## REQUIRED ACTIONS
1: Summarize the text on customer support item types in two sentences.
2: Answer these questions from the text on customer support item types, one line each:
(a) Through what means should customers be able to answer low-level questions themselves?
(b) What examples of assistance items does the text give?
(c) What may it be time to look at when there are too many assistance items?

[SOURCE TEXT Boundary: Start]

Questions are exactly that, a question that they need answered about the product or service. Think “How do I….” type questions. These are questions that customers should be able to answer themselves through help resources, FAQ pages, or a Google search. Don’t get me wrong, it is good they are looking to you as a resource, but these are low-level questions.
Incidents are problems. These are things that are real issues or failures. They require attention, responses, resolution, and maybe even apologies. Sometimes you can break these out into incidents and problems based on your product and needs, but identifying when you had to step in and make fixes is very important to track.
Assistance items are things that your team is required to help with that a customer can’t do themselves. Maybe it is changing products or billing items. Maybe it is adding licenses that require sales assistance, or maybe a tech has to make manual adjustments. Tracking these items can be revenue items or a cost of doing business, but tracking is important.
Tracking these 3 types of items helps you better focus your attention. Too many questions, build a better resource center. Too many incidents, maybe check in on Quality Control. Too many Assistance items; it may be time to look at self-serve options. None of these are indicative of a problem, but crucial to the visibility of incoming items that need your attention. They are the levers you can pull on and identify patterns in behavior to start taking control of your customer engagement.

[SOURCE TEXT Boundary: End]
[SUPPLIED RECORDS Boundary: Start]

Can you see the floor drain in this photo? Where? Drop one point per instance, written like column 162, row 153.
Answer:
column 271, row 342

[SUPPLIED RECORDS Boundary: End]
[SUPPLIED RECORDS Boundary: Start]

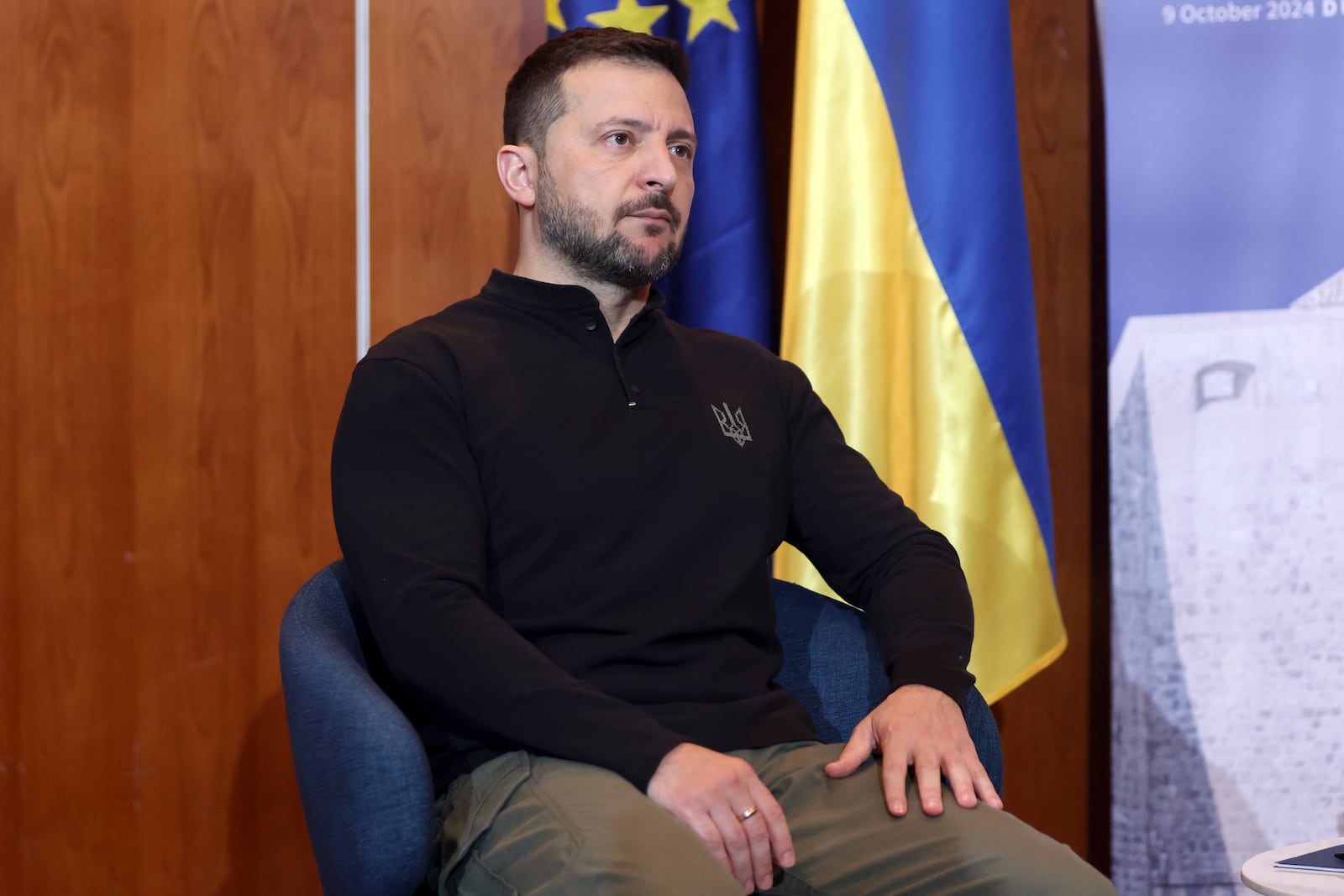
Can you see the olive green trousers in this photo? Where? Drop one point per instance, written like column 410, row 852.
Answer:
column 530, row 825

[SUPPLIED RECORDS Boundary: End]

## ACTIVITY ANSWERS
1: Customer support items fall into three types: questions that customers should be able to answer themselves, incidents that are real issues or failures requiring attention and resolution, and assistance items that a customer can't do alone, such as changing billing items or adding licenses. Tracking all three helps focus attention, since too many of a given type calls for a response: a better resource center, a check on Quality Control, or a look at self-serve options.

2:
(a) Through help resources, FAQ pages, or a Google search.
(b) Changing products or billing items, adding licenses that require sales assistance, and a tech making manual adjustments.
(c) Self-serve options.